What the task requires - Please reproduce the data exactly, though every picture must stay out.

Data shown -
* * *

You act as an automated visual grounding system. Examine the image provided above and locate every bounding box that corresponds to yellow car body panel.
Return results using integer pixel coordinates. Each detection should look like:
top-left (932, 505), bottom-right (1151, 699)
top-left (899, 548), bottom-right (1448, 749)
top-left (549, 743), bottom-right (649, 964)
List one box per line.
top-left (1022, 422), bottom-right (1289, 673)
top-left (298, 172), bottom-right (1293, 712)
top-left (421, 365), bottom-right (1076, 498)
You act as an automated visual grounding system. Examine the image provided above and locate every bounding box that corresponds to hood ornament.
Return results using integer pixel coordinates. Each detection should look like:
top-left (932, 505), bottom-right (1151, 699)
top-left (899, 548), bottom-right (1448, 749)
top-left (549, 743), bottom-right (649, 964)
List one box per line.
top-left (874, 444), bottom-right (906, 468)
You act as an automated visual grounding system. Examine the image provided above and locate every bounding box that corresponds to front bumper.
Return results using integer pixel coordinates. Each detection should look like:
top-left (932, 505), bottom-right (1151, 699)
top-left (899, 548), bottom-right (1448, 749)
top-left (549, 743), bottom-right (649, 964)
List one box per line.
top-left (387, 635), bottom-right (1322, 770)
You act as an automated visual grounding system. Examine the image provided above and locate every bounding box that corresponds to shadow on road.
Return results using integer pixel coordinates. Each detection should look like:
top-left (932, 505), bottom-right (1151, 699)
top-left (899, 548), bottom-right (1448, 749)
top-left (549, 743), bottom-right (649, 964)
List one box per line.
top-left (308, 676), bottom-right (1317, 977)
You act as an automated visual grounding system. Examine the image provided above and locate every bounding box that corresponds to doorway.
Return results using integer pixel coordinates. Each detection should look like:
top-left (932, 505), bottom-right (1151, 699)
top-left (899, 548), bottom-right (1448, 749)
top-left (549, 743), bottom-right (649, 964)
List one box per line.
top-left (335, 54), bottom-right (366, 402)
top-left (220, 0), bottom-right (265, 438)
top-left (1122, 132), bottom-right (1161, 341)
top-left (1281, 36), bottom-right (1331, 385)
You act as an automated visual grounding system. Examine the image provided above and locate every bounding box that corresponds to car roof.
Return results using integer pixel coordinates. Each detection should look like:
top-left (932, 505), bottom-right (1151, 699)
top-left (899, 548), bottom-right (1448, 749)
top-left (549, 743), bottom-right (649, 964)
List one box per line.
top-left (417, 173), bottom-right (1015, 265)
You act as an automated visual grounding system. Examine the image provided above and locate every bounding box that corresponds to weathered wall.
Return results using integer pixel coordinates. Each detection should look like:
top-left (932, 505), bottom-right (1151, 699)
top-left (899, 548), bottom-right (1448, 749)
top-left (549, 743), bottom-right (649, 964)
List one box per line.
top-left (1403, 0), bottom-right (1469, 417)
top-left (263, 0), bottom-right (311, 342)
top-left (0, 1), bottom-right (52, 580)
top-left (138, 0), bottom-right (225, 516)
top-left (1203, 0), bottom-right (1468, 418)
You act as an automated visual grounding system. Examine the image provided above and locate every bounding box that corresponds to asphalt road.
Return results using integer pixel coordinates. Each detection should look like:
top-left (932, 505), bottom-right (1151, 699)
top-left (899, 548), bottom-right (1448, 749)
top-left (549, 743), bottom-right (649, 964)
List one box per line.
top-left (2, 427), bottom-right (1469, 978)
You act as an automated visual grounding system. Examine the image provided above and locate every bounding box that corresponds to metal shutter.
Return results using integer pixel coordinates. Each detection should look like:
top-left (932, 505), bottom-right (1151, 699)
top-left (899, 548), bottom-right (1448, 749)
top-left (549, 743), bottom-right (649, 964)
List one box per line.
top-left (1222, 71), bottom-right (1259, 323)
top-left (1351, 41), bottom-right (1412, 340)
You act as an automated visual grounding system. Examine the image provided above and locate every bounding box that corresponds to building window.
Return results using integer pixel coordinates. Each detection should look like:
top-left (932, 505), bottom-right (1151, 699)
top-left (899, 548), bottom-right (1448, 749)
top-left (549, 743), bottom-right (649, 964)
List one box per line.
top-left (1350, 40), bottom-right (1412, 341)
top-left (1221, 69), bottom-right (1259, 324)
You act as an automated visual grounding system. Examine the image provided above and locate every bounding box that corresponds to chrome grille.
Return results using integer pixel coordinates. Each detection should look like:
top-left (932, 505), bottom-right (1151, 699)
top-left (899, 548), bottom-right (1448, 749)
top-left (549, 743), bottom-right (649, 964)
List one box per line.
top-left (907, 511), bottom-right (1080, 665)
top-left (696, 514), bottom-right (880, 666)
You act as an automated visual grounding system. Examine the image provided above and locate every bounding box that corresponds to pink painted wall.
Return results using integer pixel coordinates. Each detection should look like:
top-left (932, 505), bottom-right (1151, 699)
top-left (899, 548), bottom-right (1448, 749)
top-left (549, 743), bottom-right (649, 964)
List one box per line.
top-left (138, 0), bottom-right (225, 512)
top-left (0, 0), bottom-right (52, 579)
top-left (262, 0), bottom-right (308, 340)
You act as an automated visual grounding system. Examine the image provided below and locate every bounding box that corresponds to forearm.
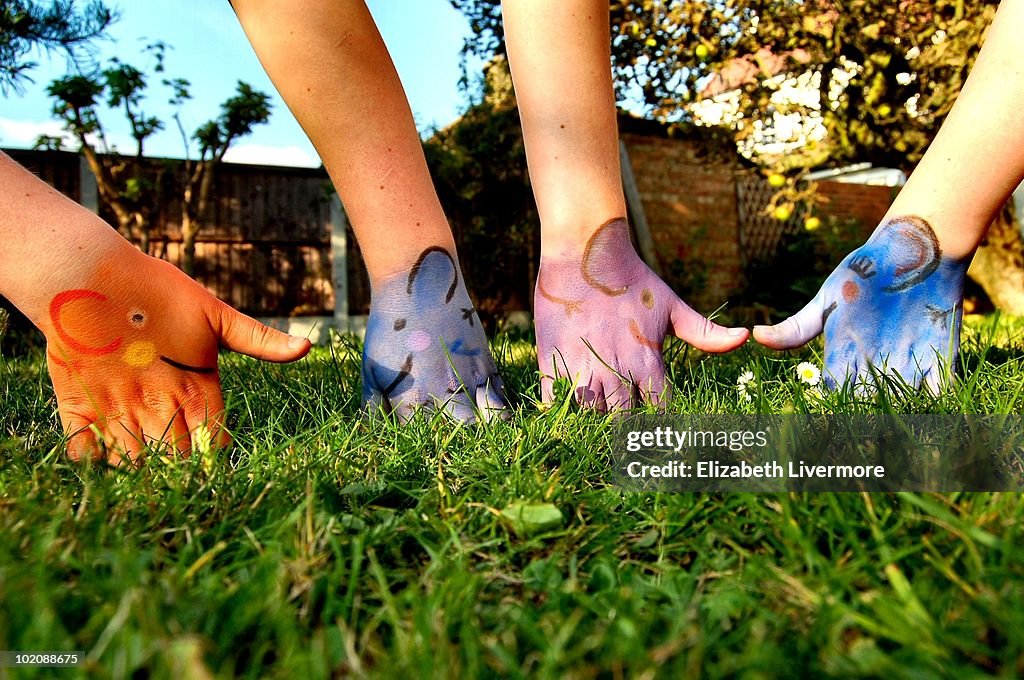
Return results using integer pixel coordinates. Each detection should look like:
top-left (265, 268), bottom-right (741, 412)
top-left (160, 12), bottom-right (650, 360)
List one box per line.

* * *

Response box -
You act as an automated visual grounding system. Examine the image provided above and locate every bounding box that corresponds to yellow car body panel.
Return results using integer pixel coordinates. Each detection should look like:
top-left (932, 505), bottom-right (1151, 699)
top-left (899, 548), bottom-right (1448, 749)
top-left (549, 743), bottom-right (649, 964)
List one box per line.
top-left (1022, 422), bottom-right (1289, 673)
top-left (298, 172), bottom-right (1293, 712)
top-left (421, 365), bottom-right (1076, 498)
You act as an automated visual grounding system. Examine the image provided above and locate every bounding box that corresponds to hood ornament.
Return results using integer pixel coordinates. Each detection should look like:
top-left (932, 505), bottom-right (1151, 699)
top-left (899, 548), bottom-right (1448, 749)
top-left (549, 743), bottom-right (649, 964)
List one box per line.
top-left (874, 444), bottom-right (906, 468)
You act as an automated visual grounding system. Examine the image provided above and locate every bounding box that corresponds to front bumper.
Return results using integer pixel coordinates. Each detection should look like:
top-left (932, 505), bottom-right (1151, 699)
top-left (899, 548), bottom-right (1448, 749)
top-left (549, 743), bottom-right (649, 964)
List one box per line.
top-left (387, 635), bottom-right (1322, 770)
You act as an automated visual grounding system. Examine the image provided above and locate every bounding box that corresponds to shadow on road.
Return results using integer pixel coordinates. Each detection should look like:
top-left (932, 505), bottom-right (1151, 699)
top-left (899, 548), bottom-right (1448, 749)
top-left (549, 743), bottom-right (649, 964)
List one box per line.
top-left (308, 676), bottom-right (1317, 977)
You act as an automated visual grounding system. Examine the image provided above and locate every bounding box that corresponds to doorway.
Return results using integer pixel coordinates. Each detection should look like:
top-left (932, 505), bottom-right (1151, 699)
top-left (899, 548), bottom-right (1448, 749)
top-left (549, 743), bottom-right (649, 964)
List one box per line.
top-left (335, 54), bottom-right (366, 402)
top-left (220, 0), bottom-right (265, 438)
top-left (1122, 132), bottom-right (1161, 341)
top-left (1281, 36), bottom-right (1331, 385)
You act as an automated visual grounding system. Examine the image provided above and locate every bounding box that corresponds to car roof.
Return results using integer pixel coordinates. Each detection should look like:
top-left (932, 505), bottom-right (1151, 699)
top-left (899, 548), bottom-right (1448, 749)
top-left (549, 743), bottom-right (649, 964)
List one box per line.
top-left (417, 173), bottom-right (1015, 265)
You act as an automated visual grounding system. Examine the image provided above and locate every bounding box that corresponds to weathered wall.
Return results using integer pixel coordinates. Each detection should look like:
top-left (932, 505), bottom-right (1151, 699)
top-left (899, 548), bottom-right (1448, 749)
top-left (549, 743), bottom-right (649, 964)
List one box per line.
top-left (1403, 0), bottom-right (1469, 417)
top-left (263, 0), bottom-right (311, 342)
top-left (0, 1), bottom-right (52, 580)
top-left (138, 0), bottom-right (225, 516)
top-left (1203, 0), bottom-right (1468, 418)
You act as an automated visual grounding system. Examine the image provided above and locate every bounding box that corresponds to asphalt road.
Return results using integer pixel coordinates. Each detection should look like:
top-left (932, 505), bottom-right (1151, 699)
top-left (899, 548), bottom-right (1448, 749)
top-left (549, 743), bottom-right (649, 964)
List one box per line.
top-left (2, 427), bottom-right (1469, 978)
You act as an automated visual grounding system. Examine the image provided above and locate every bounding box that corresponds to metal shutter.
Return results using integer pixel coordinates. Each detection should look like:
top-left (932, 505), bottom-right (1151, 699)
top-left (899, 548), bottom-right (1448, 749)
top-left (549, 743), bottom-right (649, 964)
List one box per line.
top-left (1222, 71), bottom-right (1259, 323)
top-left (1351, 41), bottom-right (1412, 340)
You act as an automated visual grounding system. Examine the image provided above and locate every bounding box that corresponds to building window.
Return results using integer pixel coordinates. Each detection should look like:
top-left (932, 505), bottom-right (1151, 699)
top-left (899, 548), bottom-right (1448, 749)
top-left (549, 743), bottom-right (649, 964)
List one box per line.
top-left (1350, 40), bottom-right (1412, 341)
top-left (1221, 69), bottom-right (1259, 324)
You act as an automated visual grounding system. Examine the image provided above and locate every bounding box that corresponds to chrome grille.
Return results using integer pixel coordinates. Each detection should look like:
top-left (932, 505), bottom-right (1151, 699)
top-left (899, 548), bottom-right (1448, 749)
top-left (549, 743), bottom-right (649, 964)
List one box per line.
top-left (907, 511), bottom-right (1080, 665)
top-left (696, 514), bottom-right (880, 666)
You act as an automated visual grounding system. Examine the image provided above and locate every bounding box that corresponds to pink painted wall.
Return results using integer pixel coordinates. Each detection should look like:
top-left (932, 505), bottom-right (1151, 699)
top-left (899, 548), bottom-right (1448, 749)
top-left (549, 743), bottom-right (649, 964)
List one box per line.
top-left (138, 0), bottom-right (225, 512)
top-left (0, 0), bottom-right (52, 579)
top-left (262, 0), bottom-right (308, 340)
You act as an automated visual grounding system. Examine the image provided below and locate every bounding box that corresponds to forearm.
Return results using integer pixel coordinates. Each detection should look like:
top-left (265, 268), bottom-right (741, 412)
top-left (160, 12), bottom-right (650, 360)
List one box per line.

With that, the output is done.